WHAT IS BEING ASKED -> Copy out, in full, every line in the rows below that contains the word "hill".
○ ○ ○
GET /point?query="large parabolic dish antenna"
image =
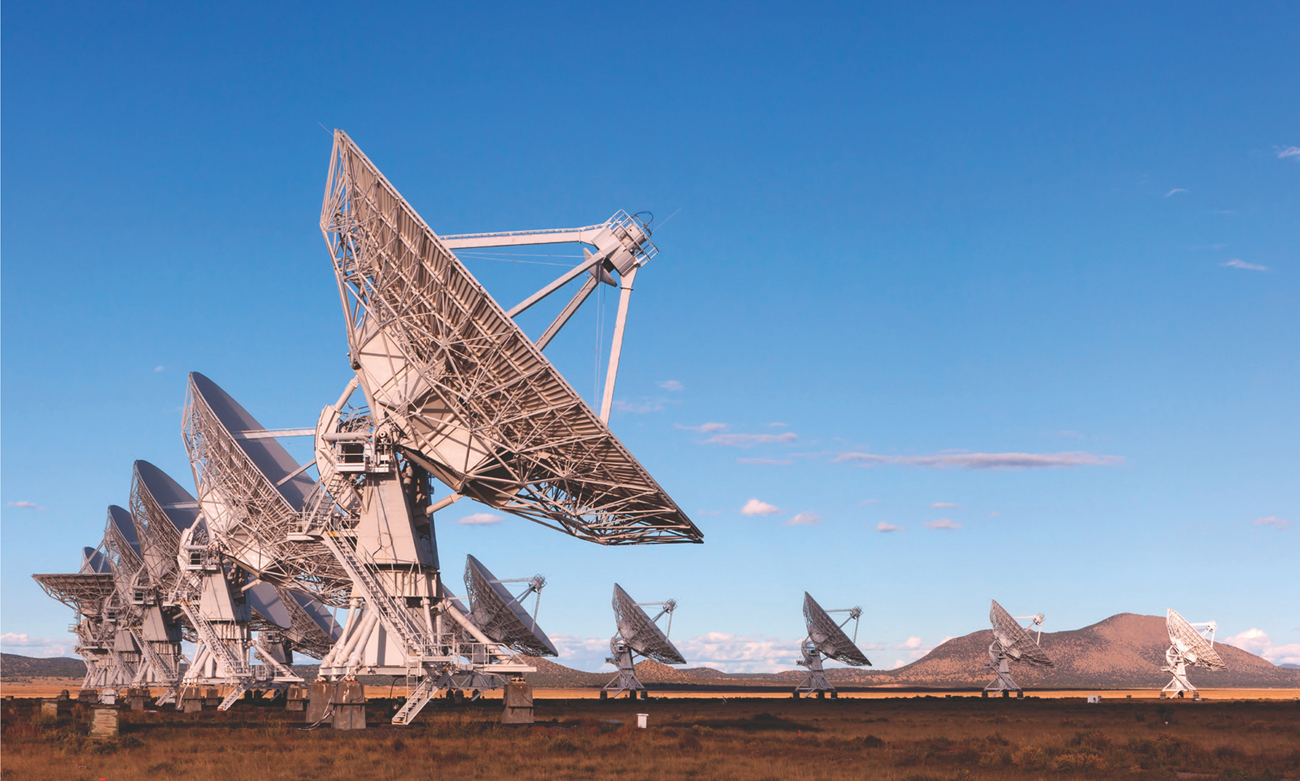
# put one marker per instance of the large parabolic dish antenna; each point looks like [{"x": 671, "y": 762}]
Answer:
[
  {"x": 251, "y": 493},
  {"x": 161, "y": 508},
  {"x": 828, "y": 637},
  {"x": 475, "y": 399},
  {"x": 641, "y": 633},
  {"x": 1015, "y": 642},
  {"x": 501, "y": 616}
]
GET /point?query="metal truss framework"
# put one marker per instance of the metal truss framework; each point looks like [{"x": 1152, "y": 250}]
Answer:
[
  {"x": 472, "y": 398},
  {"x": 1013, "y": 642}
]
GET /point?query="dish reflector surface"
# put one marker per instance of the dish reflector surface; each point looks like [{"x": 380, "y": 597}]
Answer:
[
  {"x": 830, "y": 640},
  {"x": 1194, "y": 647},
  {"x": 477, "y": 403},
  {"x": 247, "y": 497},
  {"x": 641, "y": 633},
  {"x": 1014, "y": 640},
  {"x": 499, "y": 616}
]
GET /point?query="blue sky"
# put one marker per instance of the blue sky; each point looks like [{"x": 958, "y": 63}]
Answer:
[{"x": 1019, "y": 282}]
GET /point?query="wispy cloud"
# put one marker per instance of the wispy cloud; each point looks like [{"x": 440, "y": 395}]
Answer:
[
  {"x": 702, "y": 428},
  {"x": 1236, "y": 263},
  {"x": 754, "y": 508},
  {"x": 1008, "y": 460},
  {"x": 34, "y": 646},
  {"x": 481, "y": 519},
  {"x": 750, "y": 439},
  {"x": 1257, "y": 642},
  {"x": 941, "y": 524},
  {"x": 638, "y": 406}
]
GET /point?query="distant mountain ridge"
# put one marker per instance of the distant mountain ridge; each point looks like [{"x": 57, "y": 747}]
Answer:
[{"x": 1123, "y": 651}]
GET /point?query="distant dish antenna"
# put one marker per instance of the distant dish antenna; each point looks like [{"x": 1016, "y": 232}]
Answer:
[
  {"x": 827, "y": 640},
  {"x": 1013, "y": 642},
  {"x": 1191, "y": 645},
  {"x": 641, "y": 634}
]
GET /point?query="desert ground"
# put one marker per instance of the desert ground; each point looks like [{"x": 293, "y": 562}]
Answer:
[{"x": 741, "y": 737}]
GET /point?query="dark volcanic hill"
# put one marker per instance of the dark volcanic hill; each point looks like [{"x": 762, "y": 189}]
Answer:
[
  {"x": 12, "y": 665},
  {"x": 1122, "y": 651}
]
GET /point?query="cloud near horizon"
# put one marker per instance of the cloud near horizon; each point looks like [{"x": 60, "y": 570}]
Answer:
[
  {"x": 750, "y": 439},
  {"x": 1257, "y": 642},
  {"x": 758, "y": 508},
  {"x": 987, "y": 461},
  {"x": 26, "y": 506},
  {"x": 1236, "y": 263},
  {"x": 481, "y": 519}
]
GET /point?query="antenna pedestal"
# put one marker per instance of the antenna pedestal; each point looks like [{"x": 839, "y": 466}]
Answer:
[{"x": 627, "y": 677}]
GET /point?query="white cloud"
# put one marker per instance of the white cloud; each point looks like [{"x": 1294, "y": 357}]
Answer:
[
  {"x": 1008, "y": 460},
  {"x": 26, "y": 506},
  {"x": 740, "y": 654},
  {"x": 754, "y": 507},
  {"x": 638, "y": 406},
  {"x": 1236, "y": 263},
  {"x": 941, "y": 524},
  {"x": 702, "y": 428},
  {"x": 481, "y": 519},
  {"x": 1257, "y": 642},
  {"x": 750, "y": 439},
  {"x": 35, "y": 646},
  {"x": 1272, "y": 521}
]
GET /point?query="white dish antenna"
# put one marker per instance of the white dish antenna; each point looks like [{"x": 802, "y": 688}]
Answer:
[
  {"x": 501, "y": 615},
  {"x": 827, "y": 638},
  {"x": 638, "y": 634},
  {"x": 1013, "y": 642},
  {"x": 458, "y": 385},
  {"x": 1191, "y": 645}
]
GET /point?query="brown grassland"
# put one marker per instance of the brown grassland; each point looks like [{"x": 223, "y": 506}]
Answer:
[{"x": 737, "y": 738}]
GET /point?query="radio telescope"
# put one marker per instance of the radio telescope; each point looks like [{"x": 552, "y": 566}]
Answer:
○ ○ ○
ANSWER TO THIS TASK ->
GET /point?query="dark volcanic hill"
# put one marker per instance of the dark volcanic hill; each point looks like [{"x": 762, "y": 189}]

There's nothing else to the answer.